:: Records shown ::
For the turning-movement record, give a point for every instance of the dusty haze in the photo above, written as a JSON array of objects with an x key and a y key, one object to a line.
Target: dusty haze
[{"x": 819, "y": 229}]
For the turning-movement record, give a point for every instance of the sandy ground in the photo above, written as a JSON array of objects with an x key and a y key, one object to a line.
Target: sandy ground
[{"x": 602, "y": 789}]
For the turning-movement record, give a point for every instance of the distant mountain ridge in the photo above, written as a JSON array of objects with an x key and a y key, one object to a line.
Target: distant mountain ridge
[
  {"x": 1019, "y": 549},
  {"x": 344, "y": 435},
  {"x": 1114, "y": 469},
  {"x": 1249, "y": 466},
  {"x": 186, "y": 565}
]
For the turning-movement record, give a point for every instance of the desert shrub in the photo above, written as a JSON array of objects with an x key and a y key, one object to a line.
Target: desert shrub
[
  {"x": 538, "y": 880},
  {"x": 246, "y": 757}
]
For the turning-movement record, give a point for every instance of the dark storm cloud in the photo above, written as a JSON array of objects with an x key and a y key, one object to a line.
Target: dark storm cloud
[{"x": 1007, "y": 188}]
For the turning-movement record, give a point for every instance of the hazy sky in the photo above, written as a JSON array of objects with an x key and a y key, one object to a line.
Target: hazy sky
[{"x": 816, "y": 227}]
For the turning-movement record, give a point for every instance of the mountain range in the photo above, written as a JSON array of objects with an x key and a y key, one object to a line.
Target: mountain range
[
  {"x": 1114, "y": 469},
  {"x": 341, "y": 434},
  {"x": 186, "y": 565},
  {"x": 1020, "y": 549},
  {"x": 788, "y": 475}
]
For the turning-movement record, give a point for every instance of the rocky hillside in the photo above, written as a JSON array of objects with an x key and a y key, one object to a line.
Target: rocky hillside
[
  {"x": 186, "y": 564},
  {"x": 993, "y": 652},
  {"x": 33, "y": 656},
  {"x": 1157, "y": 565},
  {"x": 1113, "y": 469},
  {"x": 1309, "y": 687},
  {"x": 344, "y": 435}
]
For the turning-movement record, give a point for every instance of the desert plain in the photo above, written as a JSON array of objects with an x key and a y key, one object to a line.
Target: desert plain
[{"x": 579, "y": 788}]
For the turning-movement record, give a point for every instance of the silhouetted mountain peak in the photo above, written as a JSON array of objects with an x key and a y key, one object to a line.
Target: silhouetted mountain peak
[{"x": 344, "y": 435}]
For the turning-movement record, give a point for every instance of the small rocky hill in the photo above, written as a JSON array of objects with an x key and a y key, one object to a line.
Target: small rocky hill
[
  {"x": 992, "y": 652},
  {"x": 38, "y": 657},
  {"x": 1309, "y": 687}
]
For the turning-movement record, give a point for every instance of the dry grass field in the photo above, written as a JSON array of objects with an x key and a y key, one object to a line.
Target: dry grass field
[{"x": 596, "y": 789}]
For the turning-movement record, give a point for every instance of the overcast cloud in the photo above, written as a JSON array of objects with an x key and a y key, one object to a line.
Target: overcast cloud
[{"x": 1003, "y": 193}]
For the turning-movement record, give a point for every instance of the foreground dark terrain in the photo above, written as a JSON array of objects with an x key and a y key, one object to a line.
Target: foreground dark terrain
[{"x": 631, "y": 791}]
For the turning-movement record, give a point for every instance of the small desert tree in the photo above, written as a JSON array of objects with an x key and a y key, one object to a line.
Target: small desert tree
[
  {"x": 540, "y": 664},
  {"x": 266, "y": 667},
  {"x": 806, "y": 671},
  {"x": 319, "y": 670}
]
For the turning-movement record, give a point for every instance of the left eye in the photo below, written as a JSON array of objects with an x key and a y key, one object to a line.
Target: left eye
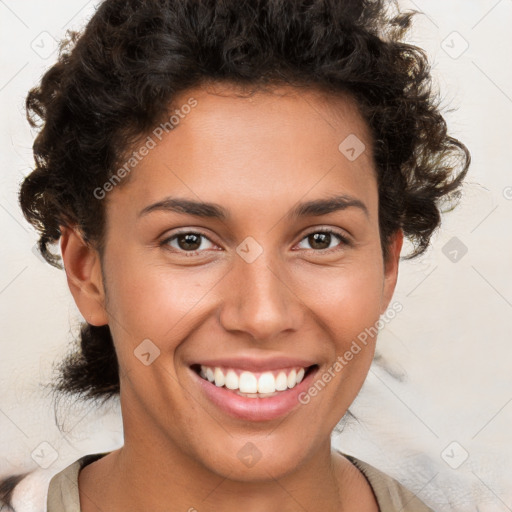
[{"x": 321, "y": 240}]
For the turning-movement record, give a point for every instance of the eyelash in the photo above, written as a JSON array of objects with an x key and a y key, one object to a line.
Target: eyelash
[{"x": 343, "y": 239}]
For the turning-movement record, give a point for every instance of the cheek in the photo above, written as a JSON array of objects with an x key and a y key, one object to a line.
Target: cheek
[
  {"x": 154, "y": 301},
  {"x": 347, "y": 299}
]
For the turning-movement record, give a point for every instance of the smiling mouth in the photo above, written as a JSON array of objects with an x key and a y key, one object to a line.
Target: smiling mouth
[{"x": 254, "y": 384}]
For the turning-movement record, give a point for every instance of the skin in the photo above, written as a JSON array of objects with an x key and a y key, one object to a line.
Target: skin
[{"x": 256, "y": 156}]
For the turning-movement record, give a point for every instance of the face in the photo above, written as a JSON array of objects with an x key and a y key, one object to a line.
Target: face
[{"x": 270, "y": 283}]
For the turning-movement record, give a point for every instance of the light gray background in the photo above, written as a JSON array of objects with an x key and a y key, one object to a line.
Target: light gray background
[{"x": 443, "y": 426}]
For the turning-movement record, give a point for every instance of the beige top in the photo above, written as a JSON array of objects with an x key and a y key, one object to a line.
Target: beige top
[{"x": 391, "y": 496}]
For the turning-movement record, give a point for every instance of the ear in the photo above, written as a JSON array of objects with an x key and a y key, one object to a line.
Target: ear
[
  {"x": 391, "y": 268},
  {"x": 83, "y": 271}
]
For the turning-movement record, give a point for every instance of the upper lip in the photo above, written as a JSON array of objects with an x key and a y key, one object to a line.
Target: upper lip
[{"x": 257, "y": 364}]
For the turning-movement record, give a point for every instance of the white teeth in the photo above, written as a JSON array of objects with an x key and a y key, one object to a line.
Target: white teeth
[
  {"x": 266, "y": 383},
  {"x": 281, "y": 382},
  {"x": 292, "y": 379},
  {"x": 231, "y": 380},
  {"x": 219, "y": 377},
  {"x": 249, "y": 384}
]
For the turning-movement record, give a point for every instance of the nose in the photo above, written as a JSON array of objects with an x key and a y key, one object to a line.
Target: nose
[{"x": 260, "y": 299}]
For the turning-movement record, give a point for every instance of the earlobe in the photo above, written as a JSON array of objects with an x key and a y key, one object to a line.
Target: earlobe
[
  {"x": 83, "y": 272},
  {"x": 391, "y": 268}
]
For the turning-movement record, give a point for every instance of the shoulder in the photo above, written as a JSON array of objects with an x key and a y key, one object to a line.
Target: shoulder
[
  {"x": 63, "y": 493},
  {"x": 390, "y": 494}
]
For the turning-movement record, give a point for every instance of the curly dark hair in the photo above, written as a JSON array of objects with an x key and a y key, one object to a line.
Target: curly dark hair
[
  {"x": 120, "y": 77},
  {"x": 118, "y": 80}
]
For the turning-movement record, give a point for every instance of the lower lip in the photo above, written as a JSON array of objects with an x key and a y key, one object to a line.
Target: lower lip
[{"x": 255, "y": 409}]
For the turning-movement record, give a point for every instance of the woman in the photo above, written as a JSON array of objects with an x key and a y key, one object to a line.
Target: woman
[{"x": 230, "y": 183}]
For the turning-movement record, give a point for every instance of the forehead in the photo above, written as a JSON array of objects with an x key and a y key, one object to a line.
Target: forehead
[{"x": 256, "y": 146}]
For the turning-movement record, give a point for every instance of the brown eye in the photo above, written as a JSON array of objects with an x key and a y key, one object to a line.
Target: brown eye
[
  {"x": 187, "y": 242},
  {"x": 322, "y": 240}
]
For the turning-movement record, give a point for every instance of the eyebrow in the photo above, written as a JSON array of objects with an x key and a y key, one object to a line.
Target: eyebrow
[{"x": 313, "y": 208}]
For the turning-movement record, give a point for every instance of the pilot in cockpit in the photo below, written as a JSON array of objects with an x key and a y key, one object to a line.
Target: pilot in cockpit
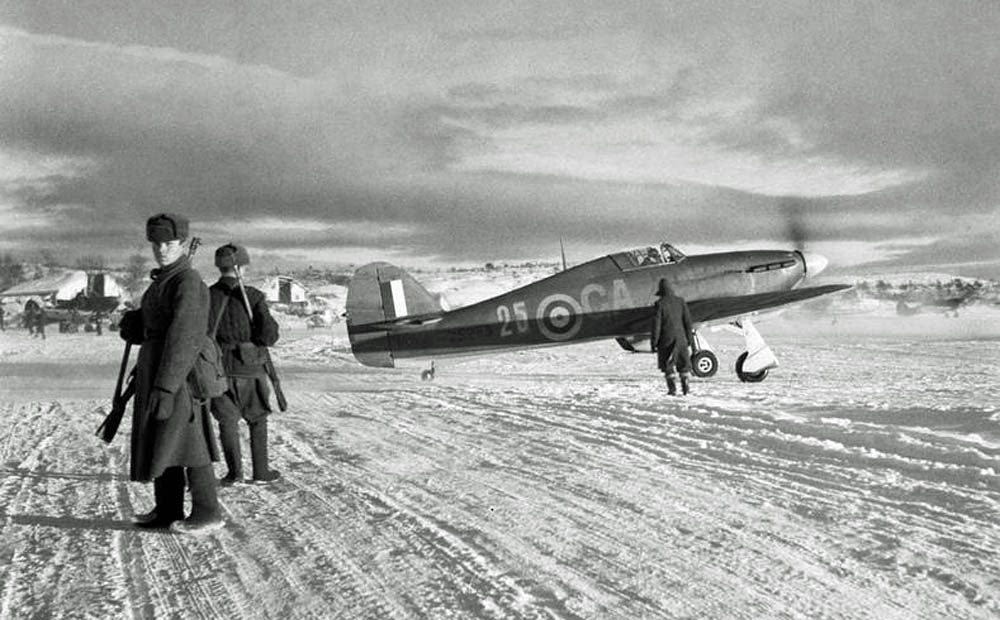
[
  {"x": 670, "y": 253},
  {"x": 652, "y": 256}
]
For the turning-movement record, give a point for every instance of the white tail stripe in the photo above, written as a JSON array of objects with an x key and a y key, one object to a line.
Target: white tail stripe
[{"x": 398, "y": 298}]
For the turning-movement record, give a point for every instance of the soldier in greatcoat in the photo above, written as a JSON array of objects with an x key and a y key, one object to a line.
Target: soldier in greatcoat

:: Task details ::
Quote the material above exactly, from the line holding "of the forehead" through its last line, including both. Omit the pictures.

:: Worked answer ::
For the turning-movement record, give a point for every instance of the forehead in the photo above, written as a JSON array of objects with an x key and a y key, one object to a line.
Target: forehead
[{"x": 256, "y": 146}]
For the turning-movement record, give a point for every instance of the brown eye in the photo above, written as a JSON array of objects with an x key and a y key, one object to a line.
Target: brown eye
[
  {"x": 187, "y": 242},
  {"x": 322, "y": 240}
]
For the turning-movement record, give a point for every instance of the eyebrow in the photo above, written as a JSON array of objects with an x key and a y key, one object to a line.
Target: eyebrow
[{"x": 313, "y": 208}]
For the turning-movement record, give a point for every instance of the pilot in cockpit in the photo below, written as a JSON array of objects with an x key and a y key, one object to a line.
Target: pilot in cockpit
[
  {"x": 670, "y": 253},
  {"x": 652, "y": 256}
]
For the turning-movement record, give a point for every instance of the white tail stripe in the photo above, written as a JSON array of objects with an x key and a y key, one object to a line.
Target: white tail stripe
[{"x": 398, "y": 298}]
For the turning-movement record, give a point for every instance of the soldier in greatcoat in the photo above, written as a JSON array of objects with an x key and a y key, one object to a line.
Target: soldier in greatcoat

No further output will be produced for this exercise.